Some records
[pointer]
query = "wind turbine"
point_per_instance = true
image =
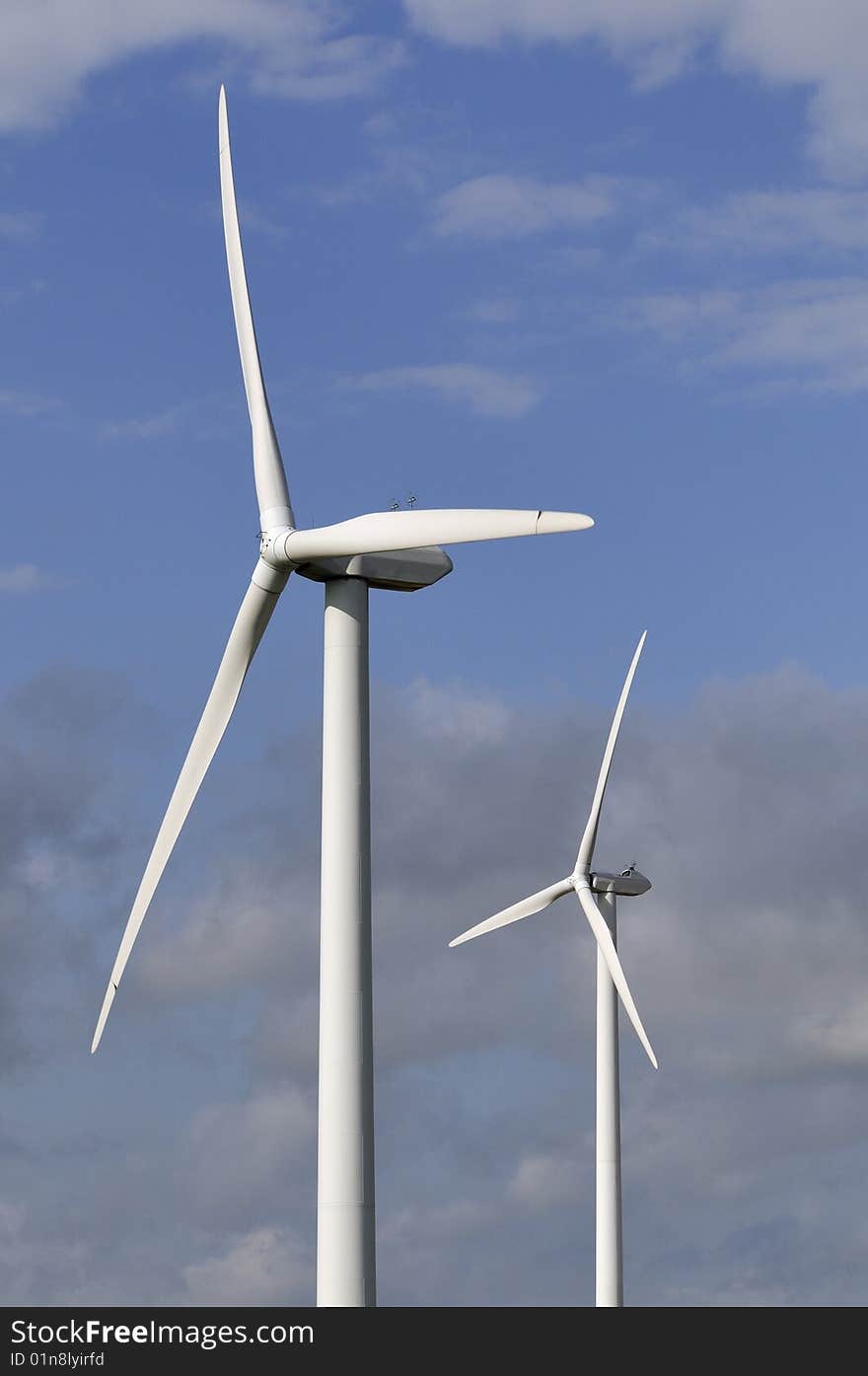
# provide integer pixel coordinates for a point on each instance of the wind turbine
(597, 894)
(394, 550)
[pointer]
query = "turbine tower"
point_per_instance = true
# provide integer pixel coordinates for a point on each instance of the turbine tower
(394, 550)
(597, 894)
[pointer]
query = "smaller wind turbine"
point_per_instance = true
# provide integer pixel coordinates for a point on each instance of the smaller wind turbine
(611, 981)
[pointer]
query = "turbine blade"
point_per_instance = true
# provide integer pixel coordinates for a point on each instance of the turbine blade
(526, 908)
(586, 846)
(253, 616)
(610, 955)
(383, 532)
(271, 490)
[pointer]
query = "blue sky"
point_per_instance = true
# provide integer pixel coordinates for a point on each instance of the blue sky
(604, 257)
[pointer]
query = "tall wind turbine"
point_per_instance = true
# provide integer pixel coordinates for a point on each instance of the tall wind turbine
(611, 981)
(383, 549)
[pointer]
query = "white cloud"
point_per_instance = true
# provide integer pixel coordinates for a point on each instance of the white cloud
(145, 427)
(20, 226)
(772, 222)
(812, 331)
(264, 1267)
(293, 48)
(544, 1180)
(504, 206)
(27, 578)
(25, 403)
(784, 41)
(492, 310)
(241, 1149)
(484, 390)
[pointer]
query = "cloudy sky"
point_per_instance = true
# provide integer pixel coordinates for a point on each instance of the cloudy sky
(602, 254)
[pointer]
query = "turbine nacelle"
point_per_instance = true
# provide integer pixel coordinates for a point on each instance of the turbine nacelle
(627, 884)
(395, 549)
(585, 882)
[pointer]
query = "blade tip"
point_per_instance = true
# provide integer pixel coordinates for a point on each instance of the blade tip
(554, 523)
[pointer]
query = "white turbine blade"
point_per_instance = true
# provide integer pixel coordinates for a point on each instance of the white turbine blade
(586, 848)
(253, 616)
(271, 490)
(610, 955)
(526, 908)
(407, 530)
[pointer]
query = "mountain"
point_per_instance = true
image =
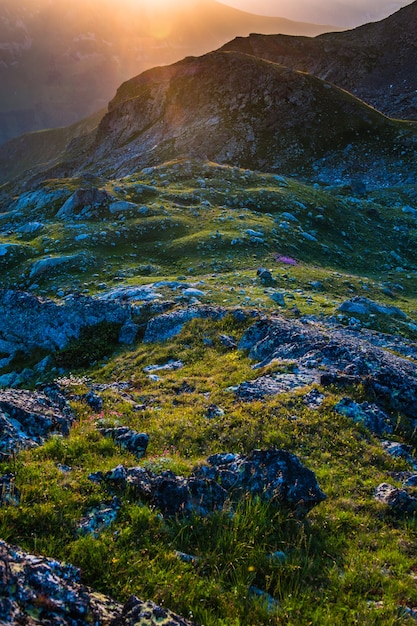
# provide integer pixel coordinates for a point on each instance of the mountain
(242, 110)
(61, 61)
(375, 62)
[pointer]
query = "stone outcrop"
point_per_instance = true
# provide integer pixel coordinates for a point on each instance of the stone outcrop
(275, 476)
(396, 499)
(27, 418)
(128, 439)
(29, 322)
(168, 325)
(37, 590)
(370, 415)
(339, 356)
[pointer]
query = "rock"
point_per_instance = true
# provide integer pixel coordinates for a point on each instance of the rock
(278, 298)
(138, 613)
(265, 276)
(129, 439)
(171, 365)
(84, 203)
(228, 341)
(400, 450)
(358, 187)
(363, 306)
(391, 378)
(214, 411)
(271, 604)
(273, 475)
(191, 292)
(275, 383)
(28, 322)
(397, 499)
(94, 401)
(128, 333)
(121, 206)
(143, 293)
(168, 325)
(27, 418)
(40, 590)
(30, 228)
(314, 398)
(9, 493)
(51, 264)
(99, 518)
(370, 415)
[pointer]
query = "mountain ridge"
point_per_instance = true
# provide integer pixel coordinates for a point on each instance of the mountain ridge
(373, 62)
(60, 63)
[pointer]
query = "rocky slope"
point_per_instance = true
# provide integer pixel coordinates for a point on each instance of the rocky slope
(61, 62)
(374, 62)
(233, 108)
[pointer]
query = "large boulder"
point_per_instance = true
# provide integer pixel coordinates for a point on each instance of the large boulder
(168, 325)
(27, 418)
(339, 356)
(39, 590)
(273, 475)
(28, 321)
(85, 203)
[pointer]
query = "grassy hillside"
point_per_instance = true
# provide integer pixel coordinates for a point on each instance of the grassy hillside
(210, 227)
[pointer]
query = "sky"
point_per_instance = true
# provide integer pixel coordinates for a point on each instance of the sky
(347, 13)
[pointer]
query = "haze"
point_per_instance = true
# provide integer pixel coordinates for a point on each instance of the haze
(348, 13)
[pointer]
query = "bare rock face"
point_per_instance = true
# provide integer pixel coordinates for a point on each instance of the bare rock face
(339, 356)
(28, 418)
(373, 61)
(397, 499)
(37, 590)
(137, 612)
(28, 321)
(168, 325)
(273, 475)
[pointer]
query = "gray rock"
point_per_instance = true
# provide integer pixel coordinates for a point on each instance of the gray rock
(168, 325)
(191, 292)
(273, 475)
(141, 293)
(94, 401)
(136, 612)
(32, 584)
(274, 384)
(9, 493)
(84, 203)
(128, 333)
(392, 379)
(28, 322)
(363, 306)
(30, 228)
(265, 276)
(171, 365)
(214, 411)
(99, 518)
(399, 450)
(370, 415)
(228, 341)
(278, 298)
(314, 398)
(397, 499)
(28, 418)
(122, 206)
(50, 264)
(128, 439)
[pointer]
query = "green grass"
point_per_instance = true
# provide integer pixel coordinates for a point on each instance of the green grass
(350, 561)
(346, 558)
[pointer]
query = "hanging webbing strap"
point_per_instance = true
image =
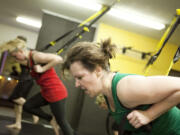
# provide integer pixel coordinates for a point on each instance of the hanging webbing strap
(175, 22)
(3, 60)
(95, 16)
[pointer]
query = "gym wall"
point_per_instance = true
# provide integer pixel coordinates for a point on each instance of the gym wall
(126, 64)
(82, 113)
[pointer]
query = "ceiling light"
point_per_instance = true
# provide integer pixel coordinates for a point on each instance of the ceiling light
(136, 18)
(28, 21)
(84, 4)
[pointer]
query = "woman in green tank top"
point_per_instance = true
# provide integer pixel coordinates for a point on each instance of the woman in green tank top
(155, 96)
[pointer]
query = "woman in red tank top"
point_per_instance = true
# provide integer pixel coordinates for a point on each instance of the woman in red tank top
(53, 92)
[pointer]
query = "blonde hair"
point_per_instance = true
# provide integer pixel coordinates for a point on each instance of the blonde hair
(12, 45)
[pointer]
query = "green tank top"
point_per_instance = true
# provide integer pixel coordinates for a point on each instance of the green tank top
(166, 124)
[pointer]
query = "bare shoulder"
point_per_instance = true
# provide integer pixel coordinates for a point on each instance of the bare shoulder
(137, 90)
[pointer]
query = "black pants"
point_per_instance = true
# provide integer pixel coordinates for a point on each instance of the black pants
(58, 109)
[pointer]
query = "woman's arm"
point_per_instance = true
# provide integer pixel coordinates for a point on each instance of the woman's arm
(162, 92)
(48, 60)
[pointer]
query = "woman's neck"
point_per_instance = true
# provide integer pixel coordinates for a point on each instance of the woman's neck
(107, 83)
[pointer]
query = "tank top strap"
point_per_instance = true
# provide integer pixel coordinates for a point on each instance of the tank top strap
(118, 106)
(31, 61)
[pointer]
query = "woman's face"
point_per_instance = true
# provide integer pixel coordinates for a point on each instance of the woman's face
(19, 55)
(86, 80)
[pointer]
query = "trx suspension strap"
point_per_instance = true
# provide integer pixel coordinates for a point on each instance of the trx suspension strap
(82, 26)
(175, 22)
(3, 60)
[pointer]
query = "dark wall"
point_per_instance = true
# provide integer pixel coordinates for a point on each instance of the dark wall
(82, 112)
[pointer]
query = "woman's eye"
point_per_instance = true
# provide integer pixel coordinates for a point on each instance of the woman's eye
(79, 78)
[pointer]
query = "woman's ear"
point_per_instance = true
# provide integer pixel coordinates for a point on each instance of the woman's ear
(98, 71)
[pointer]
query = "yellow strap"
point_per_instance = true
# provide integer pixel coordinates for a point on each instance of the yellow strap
(104, 8)
(165, 34)
(60, 51)
(170, 66)
(177, 11)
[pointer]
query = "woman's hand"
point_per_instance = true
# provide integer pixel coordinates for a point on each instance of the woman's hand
(38, 68)
(138, 118)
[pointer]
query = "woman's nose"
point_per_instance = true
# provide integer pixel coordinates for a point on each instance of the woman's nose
(77, 84)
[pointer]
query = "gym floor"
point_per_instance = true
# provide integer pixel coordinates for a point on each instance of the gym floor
(7, 117)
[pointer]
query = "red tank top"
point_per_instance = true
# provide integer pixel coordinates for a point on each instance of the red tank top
(52, 88)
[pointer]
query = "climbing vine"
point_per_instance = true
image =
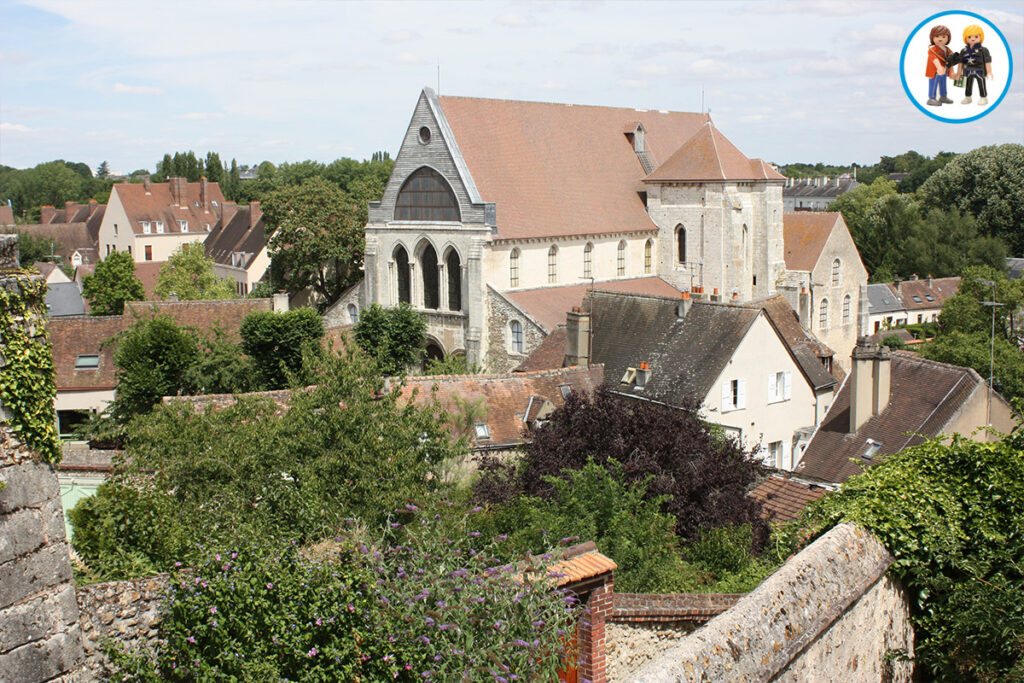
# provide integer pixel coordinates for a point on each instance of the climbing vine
(28, 388)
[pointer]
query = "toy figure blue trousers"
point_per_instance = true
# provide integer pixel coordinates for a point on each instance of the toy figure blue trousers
(980, 78)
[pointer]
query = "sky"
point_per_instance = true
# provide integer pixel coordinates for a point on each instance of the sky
(785, 80)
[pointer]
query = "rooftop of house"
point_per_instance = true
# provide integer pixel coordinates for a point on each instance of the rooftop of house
(805, 235)
(512, 403)
(198, 204)
(783, 499)
(548, 305)
(924, 395)
(76, 336)
(523, 155)
(239, 237)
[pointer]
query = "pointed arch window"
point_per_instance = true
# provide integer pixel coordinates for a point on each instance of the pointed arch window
(426, 196)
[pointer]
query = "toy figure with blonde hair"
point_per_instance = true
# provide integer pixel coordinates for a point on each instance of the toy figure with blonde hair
(975, 63)
(938, 58)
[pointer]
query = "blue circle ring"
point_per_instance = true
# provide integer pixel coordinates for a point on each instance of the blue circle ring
(902, 72)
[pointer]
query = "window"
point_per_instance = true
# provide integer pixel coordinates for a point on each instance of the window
(779, 386)
(515, 328)
(733, 395)
(426, 196)
(514, 268)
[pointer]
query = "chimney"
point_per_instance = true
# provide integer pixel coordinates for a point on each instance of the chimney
(578, 337)
(254, 214)
(869, 382)
(683, 306)
(280, 302)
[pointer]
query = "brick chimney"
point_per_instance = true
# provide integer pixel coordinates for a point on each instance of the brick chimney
(869, 382)
(254, 214)
(578, 337)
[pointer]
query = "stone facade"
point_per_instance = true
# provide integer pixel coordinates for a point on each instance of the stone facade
(125, 611)
(829, 613)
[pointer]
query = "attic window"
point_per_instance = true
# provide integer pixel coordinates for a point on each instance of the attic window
(871, 450)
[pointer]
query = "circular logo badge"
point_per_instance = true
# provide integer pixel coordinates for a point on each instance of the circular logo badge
(955, 67)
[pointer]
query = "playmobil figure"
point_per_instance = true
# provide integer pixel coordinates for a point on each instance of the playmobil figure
(938, 56)
(975, 63)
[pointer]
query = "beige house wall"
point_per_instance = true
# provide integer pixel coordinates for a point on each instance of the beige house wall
(762, 353)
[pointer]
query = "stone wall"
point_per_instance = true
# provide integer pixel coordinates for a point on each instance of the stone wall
(125, 611)
(829, 613)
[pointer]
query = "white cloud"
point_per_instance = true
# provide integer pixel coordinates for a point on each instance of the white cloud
(125, 89)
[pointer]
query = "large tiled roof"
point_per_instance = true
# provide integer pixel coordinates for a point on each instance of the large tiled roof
(924, 395)
(783, 499)
(805, 233)
(709, 156)
(685, 354)
(511, 400)
(562, 169)
(548, 305)
(150, 202)
(83, 335)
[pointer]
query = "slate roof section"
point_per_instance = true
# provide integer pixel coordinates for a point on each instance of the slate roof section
(710, 156)
(685, 354)
(523, 155)
(924, 395)
(65, 299)
(548, 305)
(83, 335)
(783, 499)
(805, 235)
(510, 399)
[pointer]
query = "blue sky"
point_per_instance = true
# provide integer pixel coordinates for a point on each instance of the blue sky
(785, 80)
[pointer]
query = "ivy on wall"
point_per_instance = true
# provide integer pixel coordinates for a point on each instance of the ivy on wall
(28, 387)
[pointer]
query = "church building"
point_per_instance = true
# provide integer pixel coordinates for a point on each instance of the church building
(500, 214)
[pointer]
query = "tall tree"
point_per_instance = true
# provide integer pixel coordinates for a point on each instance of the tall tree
(113, 284)
(189, 275)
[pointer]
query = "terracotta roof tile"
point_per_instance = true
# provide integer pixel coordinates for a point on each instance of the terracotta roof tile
(523, 155)
(548, 305)
(805, 233)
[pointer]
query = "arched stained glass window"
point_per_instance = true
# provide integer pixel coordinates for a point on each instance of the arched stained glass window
(426, 196)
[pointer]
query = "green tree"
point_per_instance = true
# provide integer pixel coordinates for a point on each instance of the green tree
(153, 357)
(281, 343)
(988, 183)
(188, 274)
(395, 337)
(316, 237)
(113, 284)
(953, 518)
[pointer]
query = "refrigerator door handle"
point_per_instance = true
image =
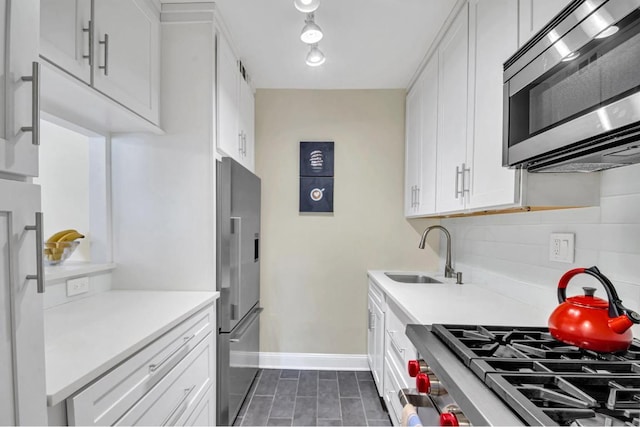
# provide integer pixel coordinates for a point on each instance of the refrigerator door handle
(236, 266)
(245, 325)
(39, 276)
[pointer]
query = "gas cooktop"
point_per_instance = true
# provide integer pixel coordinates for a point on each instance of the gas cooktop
(547, 382)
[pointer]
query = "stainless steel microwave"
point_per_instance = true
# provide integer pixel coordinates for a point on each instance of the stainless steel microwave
(572, 92)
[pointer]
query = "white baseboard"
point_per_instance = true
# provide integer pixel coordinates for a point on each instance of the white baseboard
(316, 361)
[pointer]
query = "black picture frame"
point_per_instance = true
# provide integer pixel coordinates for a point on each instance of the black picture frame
(316, 158)
(316, 194)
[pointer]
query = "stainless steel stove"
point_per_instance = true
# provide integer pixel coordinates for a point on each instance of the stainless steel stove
(535, 378)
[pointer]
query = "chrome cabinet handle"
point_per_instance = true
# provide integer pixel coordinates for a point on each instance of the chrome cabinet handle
(465, 169)
(154, 367)
(174, 414)
(414, 191)
(458, 173)
(244, 143)
(34, 78)
(105, 42)
(89, 30)
(39, 276)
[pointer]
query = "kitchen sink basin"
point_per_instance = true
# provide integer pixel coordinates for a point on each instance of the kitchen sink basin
(411, 278)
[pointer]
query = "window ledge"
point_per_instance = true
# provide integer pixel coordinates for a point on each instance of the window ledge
(71, 269)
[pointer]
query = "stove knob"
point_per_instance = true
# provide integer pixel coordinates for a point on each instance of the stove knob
(417, 366)
(448, 420)
(427, 382)
(453, 416)
(423, 383)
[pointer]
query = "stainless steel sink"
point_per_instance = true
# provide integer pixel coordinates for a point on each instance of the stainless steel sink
(411, 278)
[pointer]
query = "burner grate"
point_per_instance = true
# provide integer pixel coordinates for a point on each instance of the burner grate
(561, 397)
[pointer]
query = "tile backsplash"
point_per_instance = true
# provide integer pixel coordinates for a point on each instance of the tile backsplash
(513, 249)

__WORK TO BE COMPLETED__:
Report every line of the material that contains the string "section". Case counts.

__REPLY TO THE TASK__:
query = "slate roof section"
# provide integer pixel coordinates for a point on each instance of the slate roof section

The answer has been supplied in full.